_Reading text_:

The Bill would enable us to make counterterrorism sanctions regulations and designations such that the powers in TAFA would no longer be required. All the current TAFA designations would then be reassessed under the criteria set by the Bill. If the criteria were met, we would revoke the TAFA designations and create new designations under the Bill. If we are unable to repeal TAFA through the Bill, we will not only be maintaining redundant legislation but risking creating legal confusion by having two very similar pieces of legislation on the statute books.
Furthermore, maintaining TAFA could expose the Government to legal challenge, as designated persons would have grounds to question why they were not instead listed under the Bill, and vice versa. That could mean using taxpayers’ money to deal with legal challenges against the Government that were a result of our failure to repeal redundant legislation.

[Point annotation data]
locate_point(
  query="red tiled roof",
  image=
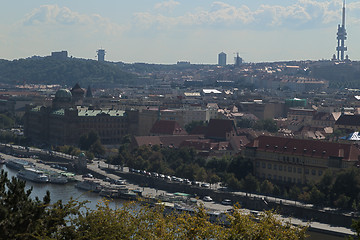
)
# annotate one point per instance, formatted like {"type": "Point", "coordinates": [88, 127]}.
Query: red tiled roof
{"type": "Point", "coordinates": [218, 128]}
{"type": "Point", "coordinates": [206, 144]}
{"type": "Point", "coordinates": [301, 147]}
{"type": "Point", "coordinates": [350, 120]}
{"type": "Point", "coordinates": [167, 127]}
{"type": "Point", "coordinates": [166, 141]}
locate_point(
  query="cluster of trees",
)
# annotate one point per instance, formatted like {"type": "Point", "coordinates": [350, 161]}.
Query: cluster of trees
{"type": "Point", "coordinates": [266, 124]}
{"type": "Point", "coordinates": [183, 162]}
{"type": "Point", "coordinates": [89, 143]}
{"type": "Point", "coordinates": [24, 218]}
{"type": "Point", "coordinates": [65, 72]}
{"type": "Point", "coordinates": [341, 189]}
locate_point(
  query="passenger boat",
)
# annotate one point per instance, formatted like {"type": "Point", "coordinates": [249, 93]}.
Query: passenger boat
{"type": "Point", "coordinates": [112, 191]}
{"type": "Point", "coordinates": [18, 164]}
{"type": "Point", "coordinates": [89, 184]}
{"type": "Point", "coordinates": [33, 174]}
{"type": "Point", "coordinates": [58, 179]}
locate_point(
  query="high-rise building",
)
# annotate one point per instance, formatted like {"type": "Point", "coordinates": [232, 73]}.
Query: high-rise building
{"type": "Point", "coordinates": [341, 37]}
{"type": "Point", "coordinates": [222, 59]}
{"type": "Point", "coordinates": [101, 55]}
{"type": "Point", "coordinates": [238, 60]}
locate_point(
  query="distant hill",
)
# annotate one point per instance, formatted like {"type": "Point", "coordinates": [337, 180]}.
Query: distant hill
{"type": "Point", "coordinates": [68, 72]}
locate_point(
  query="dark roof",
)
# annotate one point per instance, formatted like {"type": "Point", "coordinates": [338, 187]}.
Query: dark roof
{"type": "Point", "coordinates": [165, 141]}
{"type": "Point", "coordinates": [77, 89]}
{"type": "Point", "coordinates": [302, 147]}
{"type": "Point", "coordinates": [199, 130]}
{"type": "Point", "coordinates": [206, 145]}
{"type": "Point", "coordinates": [323, 116]}
{"type": "Point", "coordinates": [218, 128]}
{"type": "Point", "coordinates": [89, 92]}
{"type": "Point", "coordinates": [350, 120]}
{"type": "Point", "coordinates": [167, 127]}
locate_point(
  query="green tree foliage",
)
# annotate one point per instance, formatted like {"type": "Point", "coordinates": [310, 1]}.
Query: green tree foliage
{"type": "Point", "coordinates": [267, 124]}
{"type": "Point", "coordinates": [23, 218]}
{"type": "Point", "coordinates": [6, 121]}
{"type": "Point", "coordinates": [191, 126]}
{"type": "Point", "coordinates": [64, 72]}
{"type": "Point", "coordinates": [245, 123]}
{"type": "Point", "coordinates": [91, 142]}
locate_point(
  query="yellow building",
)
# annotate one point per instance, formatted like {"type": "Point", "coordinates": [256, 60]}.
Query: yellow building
{"type": "Point", "coordinates": [298, 161]}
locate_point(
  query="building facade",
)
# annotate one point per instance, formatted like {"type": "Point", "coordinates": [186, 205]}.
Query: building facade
{"type": "Point", "coordinates": [64, 123]}
{"type": "Point", "coordinates": [299, 161]}
{"type": "Point", "coordinates": [222, 59]}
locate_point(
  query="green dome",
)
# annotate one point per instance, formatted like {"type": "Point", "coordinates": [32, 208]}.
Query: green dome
{"type": "Point", "coordinates": [63, 94]}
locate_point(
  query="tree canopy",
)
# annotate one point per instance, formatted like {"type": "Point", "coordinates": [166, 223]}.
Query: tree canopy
{"type": "Point", "coordinates": [24, 218]}
{"type": "Point", "coordinates": [64, 72]}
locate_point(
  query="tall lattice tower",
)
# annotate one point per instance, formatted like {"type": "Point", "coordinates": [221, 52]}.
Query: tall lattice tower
{"type": "Point", "coordinates": [101, 55]}
{"type": "Point", "coordinates": [341, 37]}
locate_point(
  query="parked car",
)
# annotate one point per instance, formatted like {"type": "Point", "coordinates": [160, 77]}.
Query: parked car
{"type": "Point", "coordinates": [205, 185]}
{"type": "Point", "coordinates": [226, 202]}
{"type": "Point", "coordinates": [207, 199]}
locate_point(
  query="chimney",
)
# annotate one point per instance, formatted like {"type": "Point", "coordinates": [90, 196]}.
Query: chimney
{"type": "Point", "coordinates": [341, 152]}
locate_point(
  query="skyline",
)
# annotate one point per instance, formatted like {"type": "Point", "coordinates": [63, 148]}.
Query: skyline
{"type": "Point", "coordinates": [170, 31]}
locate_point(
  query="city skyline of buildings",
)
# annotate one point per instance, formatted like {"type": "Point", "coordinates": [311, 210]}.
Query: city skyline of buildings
{"type": "Point", "coordinates": [166, 31]}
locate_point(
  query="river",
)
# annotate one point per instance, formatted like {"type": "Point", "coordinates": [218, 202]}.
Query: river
{"type": "Point", "coordinates": [63, 192]}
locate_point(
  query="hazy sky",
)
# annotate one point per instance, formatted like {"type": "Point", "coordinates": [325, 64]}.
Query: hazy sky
{"type": "Point", "coordinates": [156, 31]}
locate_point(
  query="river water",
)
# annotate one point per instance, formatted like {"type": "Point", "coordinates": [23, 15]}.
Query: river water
{"type": "Point", "coordinates": [64, 192]}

_Challenge 1_:
Please copy the TAFA passage word for word, starting with "Furthermore, maintaining TAFA" and going on through "repeal redundant legislation.".
_Challenge 2_:
Carry the TAFA passage forward from its last sentence.
The rows are separate material from the TAFA passage.

_Result 1_:
Furthermore, maintaining TAFA could expose the Government to legal challenge, as designated persons would have grounds to question why they were not instead listed under the Bill, and vice versa. That could mean using taxpayers’ money to deal with legal challenges against the Government that were a result of our failure to repeal redundant legislation.

_Result 2_:
I draw noble Lords’ attention to paragraph 1.8 of David Anderson’s recent report on the Manchester and London attacks, which noted that,
“the modus operandi (MO) of terrorist attacks has diversified and simplified over the years, as Daesh has”,
inspired rather than directed,
“acts of terrorism in the west. The attacks under review were typical in style for their time and place … Unlike the large, directed Islamist plots characteristic of the last decade, all four attacks were committed”,
as noble Lords will recall,
“by lone actors or small groups, with little evidence of detailed planning or precise targeting”.
In summary, we believe this clause is necessary for the effective operation of the Bill. I therefore ask the noble Baroness to withdraw her amendment.